What you have to do => Report every line of the entries below that contains the word "shirt", treating uppercase and lowercase as different.

▼

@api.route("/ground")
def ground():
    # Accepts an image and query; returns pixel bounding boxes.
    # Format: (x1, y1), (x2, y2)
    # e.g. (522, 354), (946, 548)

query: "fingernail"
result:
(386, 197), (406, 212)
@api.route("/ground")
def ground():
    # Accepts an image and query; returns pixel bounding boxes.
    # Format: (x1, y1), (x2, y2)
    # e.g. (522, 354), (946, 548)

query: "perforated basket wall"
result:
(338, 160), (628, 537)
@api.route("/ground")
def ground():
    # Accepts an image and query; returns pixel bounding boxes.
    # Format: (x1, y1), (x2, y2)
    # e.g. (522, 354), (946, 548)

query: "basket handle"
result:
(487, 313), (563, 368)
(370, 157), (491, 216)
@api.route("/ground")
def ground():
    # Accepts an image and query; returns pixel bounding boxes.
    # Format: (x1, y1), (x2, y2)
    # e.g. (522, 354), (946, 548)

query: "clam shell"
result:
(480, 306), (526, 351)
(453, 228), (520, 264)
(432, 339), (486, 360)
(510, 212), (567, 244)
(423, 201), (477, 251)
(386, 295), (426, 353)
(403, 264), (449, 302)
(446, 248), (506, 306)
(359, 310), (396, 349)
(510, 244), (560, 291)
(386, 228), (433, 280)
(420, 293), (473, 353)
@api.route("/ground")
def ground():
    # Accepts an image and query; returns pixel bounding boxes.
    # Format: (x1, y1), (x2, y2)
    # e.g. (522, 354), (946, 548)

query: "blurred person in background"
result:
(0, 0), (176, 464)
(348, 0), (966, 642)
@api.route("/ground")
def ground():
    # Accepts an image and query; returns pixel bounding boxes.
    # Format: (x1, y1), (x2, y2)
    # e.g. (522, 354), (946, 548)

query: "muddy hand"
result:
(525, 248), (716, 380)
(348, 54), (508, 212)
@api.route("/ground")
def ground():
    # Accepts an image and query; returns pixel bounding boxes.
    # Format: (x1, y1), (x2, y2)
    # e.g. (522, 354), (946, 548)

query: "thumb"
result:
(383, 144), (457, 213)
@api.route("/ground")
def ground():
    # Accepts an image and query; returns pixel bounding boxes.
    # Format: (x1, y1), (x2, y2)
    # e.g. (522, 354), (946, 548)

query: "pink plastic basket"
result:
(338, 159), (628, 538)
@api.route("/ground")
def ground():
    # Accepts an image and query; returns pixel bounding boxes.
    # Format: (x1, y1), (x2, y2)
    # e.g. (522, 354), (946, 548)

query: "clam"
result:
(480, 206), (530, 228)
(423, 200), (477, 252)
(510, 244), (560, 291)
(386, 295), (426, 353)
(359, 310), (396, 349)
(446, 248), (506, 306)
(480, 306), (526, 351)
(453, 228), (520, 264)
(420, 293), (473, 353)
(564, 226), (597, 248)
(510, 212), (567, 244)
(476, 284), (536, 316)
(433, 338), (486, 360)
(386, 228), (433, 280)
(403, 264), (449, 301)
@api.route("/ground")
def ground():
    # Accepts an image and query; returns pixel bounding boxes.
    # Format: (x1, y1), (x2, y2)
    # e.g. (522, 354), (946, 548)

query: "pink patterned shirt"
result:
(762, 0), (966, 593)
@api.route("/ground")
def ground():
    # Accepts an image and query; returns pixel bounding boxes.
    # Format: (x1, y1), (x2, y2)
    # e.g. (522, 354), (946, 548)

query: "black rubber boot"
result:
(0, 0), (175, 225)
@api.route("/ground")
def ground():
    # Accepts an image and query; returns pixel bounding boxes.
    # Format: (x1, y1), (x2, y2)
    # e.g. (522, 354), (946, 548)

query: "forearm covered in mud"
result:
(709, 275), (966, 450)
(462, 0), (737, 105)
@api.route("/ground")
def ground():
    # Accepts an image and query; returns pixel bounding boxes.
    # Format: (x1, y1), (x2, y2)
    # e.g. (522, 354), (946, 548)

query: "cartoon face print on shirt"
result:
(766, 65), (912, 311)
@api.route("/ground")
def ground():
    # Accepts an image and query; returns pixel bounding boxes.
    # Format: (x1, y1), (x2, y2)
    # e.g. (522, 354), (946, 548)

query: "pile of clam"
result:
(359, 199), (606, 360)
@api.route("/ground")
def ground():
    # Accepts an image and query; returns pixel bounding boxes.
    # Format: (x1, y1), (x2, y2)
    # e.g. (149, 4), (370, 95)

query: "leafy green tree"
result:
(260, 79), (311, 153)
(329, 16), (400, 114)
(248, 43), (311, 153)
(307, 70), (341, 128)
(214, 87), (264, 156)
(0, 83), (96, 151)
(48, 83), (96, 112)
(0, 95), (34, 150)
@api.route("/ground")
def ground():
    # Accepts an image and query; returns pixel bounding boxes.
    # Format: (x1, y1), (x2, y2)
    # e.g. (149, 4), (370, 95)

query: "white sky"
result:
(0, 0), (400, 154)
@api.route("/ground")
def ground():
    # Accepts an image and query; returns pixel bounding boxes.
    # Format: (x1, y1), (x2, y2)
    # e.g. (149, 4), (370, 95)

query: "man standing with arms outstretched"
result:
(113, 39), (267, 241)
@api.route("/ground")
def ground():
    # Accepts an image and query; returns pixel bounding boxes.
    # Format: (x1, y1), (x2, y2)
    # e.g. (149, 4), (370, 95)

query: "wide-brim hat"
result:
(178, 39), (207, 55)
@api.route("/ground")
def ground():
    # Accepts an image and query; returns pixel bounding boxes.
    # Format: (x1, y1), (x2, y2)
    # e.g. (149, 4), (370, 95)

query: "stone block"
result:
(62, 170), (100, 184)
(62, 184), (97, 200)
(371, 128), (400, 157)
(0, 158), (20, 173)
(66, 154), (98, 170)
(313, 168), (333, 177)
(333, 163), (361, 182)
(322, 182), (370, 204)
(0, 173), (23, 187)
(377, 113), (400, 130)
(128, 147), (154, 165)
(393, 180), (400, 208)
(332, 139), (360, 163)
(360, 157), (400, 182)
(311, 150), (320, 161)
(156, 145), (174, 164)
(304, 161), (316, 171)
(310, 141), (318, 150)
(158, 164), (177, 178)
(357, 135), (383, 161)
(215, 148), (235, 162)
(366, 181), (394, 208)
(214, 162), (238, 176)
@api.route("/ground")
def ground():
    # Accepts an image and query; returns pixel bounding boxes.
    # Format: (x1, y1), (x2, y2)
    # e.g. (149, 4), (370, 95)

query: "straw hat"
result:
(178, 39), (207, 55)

▲

Result of the exercise =>
query: "pink patterned shirt"
query: "cartoon face print on shirt"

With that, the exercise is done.